SUPPLIED TEXT:
[Start of Attachment]
By: Jeremy D. Wells
Carter County Times“I have always loved flowers, all my life,” Affordable Flowers owner Rebecca Williams explained. So, in 2018, she decided to open her own flower shop. After looking at several locations, she decided to do the work out of her home. The most important thing to her at that time wasn’t the location, it was keeping costs down.
That’s always been a driving factor with Williams, who specializes in Memorial Day flowers and funeral arrangements and wants to keep those types of displays affordable.
“My fiancée and I, we decorate right at 30 graves a year,” she said. “So, my thing is, to go out and spend $200 or $300 on one grave, we can’t do it. And I know a lot of people can’t. So, I try to keep my prices as low as I can, to try to help people in any way that I can.”
“That’s how we got our name,” she laughed. “My boyfriend, he said, ‘Well, they’re very affordable.’ And I said, ‘There you go, Affordable Flowers. That’s the name.’”
It’s an honorable business model, and one that was paying off for Williams.
Then, just as the business was really taking off, the pandemic struck. With events like weddings and high school dances on hold, and funerals taking place with online memorials and limited attendance, Williams took a short break from the work. For most of 2020 her business was on hold.
Then, with the New Year and the promise of some relief on the virus front, she decided it was time to not only return to work, but to move it out of her living room and into a business space.
“I got to talking to Nikki (Rayburn), and she was telling me about having the building down here available,” Williams said. “I thought it would give me room to expand. I could do the six foot distance, and not have people in my home, so I just decided to come to town, and I’m really tickled that I have because the people have been great.”
Williams offers mostly silk arrangements. In addition to the memorial arrangements, she does arrangements for weddings and formal dances. She’s offering free corsages and boutonnieres for senior prom attendees this year as well. While she has had requests for fresh cut flower arrangements, and is considering adding fresh cut flowers in the future, for now she is sticking to the artificial arrangements and offering live flowers and hanging baskets in the space next door.
In this space, which makes use of an otherwise empty shell building with a new gravel floor, guests can purchase live plants individually or by the flat for their home gardens. This variety of live plants will change with the seasons, she said.
That will be the focus at least until after Memorial Day, when she plans to revisit fresh flower arrangements.
“When I was home I never really had a big demand for (fresh cut flowers),” she explained. “So, I hadn’t really looked into it. I was just waiting to see. Now I’m starting to get more requests. More people asking if I have them. So as soon as we get through this Memorial (Day) rush, I am going to look into doing the fresh cuts.”
Another service they offer is free funeral home delivery within Carter County and into Morehead. Outside those areas they can consider deliveries – such as to Lewis or Elliott Counties – with fees depending on how far they have to go.
As for being downtown, she said at one time she would have had serious concerns about being in the location where she currently is, which was underwater during the big floods of a decade ago. Today, though, she said, “I don’t worry about that as much as I would have, because of the work being done on the creek by the city.”
Instead, she said, she is looking forward to growing and being part of a new, vibrant, downtown Olive Hill for years to come.
[End of Attachment]
Translate this sentence from the article about the Affordable Flowers shop into Spanish: "This variety of live plants will change with the seasons, she said."

Spatial localization data
[Start of Attachment]
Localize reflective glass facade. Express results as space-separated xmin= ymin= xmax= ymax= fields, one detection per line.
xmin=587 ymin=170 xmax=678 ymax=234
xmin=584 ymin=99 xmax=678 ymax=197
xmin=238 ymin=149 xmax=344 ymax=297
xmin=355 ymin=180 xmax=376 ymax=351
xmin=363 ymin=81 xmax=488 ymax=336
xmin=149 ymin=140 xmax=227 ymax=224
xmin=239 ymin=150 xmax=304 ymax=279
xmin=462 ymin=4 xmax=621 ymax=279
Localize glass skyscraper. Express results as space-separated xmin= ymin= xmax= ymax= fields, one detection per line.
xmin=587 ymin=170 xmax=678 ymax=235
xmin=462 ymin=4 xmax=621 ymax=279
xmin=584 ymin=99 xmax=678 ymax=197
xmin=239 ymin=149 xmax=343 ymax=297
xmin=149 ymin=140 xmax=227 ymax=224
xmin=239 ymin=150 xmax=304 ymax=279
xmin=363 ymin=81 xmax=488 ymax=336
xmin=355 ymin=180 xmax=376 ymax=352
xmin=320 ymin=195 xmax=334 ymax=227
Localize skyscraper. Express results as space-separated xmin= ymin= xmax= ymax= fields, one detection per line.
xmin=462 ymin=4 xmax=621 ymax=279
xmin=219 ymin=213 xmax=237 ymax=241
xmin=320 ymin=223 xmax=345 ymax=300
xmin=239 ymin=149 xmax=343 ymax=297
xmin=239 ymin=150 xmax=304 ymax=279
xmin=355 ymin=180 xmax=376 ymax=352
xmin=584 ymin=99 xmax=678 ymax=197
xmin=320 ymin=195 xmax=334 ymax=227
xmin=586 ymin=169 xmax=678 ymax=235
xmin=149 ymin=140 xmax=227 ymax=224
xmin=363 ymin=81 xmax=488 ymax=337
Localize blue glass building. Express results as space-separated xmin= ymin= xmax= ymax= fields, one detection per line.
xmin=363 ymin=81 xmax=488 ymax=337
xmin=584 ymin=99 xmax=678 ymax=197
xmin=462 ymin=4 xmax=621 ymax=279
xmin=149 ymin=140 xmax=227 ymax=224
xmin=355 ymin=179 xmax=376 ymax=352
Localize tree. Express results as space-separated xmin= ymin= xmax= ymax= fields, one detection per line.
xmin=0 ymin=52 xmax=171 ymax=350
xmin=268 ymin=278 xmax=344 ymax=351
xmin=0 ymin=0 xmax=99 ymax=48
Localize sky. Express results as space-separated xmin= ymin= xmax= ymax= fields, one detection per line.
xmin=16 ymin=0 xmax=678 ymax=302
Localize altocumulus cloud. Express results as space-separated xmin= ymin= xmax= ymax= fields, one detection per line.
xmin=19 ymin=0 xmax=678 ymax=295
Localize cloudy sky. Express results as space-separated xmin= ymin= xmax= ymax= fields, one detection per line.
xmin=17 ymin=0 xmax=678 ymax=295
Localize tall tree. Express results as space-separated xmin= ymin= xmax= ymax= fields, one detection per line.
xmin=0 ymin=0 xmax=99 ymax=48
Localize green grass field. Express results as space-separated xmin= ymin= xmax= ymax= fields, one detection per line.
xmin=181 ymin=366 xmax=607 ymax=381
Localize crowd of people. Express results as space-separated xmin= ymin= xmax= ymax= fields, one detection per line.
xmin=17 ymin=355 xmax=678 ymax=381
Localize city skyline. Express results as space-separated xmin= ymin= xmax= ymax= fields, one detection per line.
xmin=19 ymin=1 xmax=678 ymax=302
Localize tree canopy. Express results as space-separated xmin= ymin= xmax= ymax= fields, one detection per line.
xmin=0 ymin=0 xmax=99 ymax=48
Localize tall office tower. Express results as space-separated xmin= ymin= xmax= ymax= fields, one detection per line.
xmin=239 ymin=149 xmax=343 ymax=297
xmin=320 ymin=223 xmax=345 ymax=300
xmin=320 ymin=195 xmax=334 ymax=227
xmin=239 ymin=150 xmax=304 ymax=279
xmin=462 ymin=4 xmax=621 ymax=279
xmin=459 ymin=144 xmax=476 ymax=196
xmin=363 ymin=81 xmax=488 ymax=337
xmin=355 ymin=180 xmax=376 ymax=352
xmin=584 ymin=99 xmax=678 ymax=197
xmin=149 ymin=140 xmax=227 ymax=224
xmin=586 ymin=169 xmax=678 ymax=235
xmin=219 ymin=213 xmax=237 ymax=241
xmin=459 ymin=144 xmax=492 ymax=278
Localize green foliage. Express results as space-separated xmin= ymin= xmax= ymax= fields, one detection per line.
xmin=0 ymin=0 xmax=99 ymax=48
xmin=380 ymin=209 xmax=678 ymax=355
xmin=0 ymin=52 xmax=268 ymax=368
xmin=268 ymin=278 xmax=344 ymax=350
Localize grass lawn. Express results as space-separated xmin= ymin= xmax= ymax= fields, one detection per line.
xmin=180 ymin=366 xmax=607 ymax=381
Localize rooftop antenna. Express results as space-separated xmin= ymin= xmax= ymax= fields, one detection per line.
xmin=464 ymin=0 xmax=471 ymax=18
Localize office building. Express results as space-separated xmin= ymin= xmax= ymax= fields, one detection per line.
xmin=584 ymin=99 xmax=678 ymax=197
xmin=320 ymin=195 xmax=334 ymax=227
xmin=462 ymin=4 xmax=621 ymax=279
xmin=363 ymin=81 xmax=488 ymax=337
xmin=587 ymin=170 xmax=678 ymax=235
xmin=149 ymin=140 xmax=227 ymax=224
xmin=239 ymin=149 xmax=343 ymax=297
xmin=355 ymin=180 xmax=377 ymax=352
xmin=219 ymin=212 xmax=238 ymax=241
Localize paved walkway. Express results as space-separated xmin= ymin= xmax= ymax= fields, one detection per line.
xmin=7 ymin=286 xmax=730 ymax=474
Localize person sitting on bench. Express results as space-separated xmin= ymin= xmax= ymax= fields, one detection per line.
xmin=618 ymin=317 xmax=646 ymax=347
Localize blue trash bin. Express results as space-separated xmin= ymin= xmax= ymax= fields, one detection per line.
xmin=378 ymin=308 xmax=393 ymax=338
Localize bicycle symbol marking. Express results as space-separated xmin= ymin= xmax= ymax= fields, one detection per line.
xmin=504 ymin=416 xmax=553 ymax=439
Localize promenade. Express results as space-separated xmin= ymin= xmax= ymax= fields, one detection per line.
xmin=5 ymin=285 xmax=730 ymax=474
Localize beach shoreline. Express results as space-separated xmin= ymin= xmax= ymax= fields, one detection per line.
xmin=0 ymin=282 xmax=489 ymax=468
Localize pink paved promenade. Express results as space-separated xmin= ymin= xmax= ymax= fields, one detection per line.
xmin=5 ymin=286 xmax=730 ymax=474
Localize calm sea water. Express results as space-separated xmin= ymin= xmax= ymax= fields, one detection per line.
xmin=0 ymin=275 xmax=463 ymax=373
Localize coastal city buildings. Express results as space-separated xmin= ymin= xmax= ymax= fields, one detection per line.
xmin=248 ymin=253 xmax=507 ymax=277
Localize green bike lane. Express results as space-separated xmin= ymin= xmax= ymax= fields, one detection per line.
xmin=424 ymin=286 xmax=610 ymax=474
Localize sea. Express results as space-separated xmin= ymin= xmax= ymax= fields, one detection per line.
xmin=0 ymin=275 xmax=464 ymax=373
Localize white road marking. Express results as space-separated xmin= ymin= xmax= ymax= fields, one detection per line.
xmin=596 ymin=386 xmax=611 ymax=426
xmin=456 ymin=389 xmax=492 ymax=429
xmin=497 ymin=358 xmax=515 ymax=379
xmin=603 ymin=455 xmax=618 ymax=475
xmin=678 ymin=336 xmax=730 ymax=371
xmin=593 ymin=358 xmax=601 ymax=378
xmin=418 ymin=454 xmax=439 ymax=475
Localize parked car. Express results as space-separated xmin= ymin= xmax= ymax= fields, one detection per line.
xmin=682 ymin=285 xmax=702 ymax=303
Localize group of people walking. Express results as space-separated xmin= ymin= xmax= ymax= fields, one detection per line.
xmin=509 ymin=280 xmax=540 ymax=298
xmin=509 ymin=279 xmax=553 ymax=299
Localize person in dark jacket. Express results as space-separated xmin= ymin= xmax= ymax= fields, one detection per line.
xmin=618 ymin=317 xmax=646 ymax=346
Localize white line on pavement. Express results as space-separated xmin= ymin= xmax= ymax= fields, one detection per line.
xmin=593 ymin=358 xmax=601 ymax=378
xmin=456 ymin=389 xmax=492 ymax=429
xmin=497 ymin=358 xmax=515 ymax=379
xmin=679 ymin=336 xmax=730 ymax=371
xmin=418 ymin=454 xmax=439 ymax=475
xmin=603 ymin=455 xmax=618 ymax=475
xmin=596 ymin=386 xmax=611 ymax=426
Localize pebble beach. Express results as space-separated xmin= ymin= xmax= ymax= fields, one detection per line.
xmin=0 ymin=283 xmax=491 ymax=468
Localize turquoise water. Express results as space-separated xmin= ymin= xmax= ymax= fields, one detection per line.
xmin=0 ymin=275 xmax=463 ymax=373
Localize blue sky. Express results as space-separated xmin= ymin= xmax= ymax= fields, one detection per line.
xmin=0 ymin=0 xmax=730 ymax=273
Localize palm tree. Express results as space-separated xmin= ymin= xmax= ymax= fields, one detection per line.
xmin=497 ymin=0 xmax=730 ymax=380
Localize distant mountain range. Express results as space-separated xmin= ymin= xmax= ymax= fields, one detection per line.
[End of Attachment]
RESULT OF THIS EXERCISE:
Esta variedad de plantas vivas cambiará con las estaciones, dijo ella.